PROBLEM DESCRIPTION: Print the data exactly. Pictures stay out.

[Referring expression pointing data]
▶

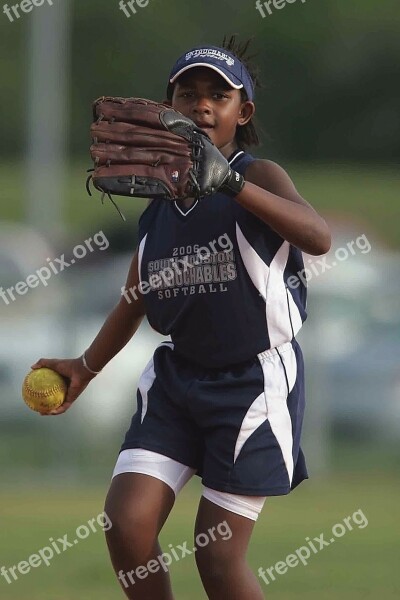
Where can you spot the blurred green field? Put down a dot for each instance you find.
(363, 564)
(364, 194)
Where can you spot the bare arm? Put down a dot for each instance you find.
(270, 194)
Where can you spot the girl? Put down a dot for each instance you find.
(224, 399)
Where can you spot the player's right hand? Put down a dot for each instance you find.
(78, 378)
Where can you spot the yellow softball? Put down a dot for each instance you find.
(43, 390)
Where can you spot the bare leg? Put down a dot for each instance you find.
(222, 563)
(138, 506)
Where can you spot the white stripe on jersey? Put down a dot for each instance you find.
(270, 284)
(295, 315)
(145, 382)
(140, 256)
(147, 379)
(255, 266)
(278, 318)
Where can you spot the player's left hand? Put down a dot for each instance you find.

◀

ANSWER BELOW:
Where can you spot the blurred green field? Put down a dot for each instance you find.
(363, 564)
(364, 194)
Where can you spot the bare arm? Put down a dot for each instance you find.
(270, 194)
Where can you spot the girl? Put down a dot for each instance you find.
(224, 399)
Where can you spot the player's right hand? Put down a dot for each instance you find.
(78, 378)
Where can you spot the yellow softball? Put down a dot for each instance you find.
(43, 390)
Where can you spot the bare leg? Put down a dot for each instance you find.
(222, 563)
(138, 506)
Where can you spot the white stripe on jersey? Put down a dot for each instance you find.
(270, 284)
(295, 315)
(145, 382)
(140, 256)
(147, 379)
(255, 266)
(278, 318)
Where can you spot the player's left hand? Put down a dot for each instance you find.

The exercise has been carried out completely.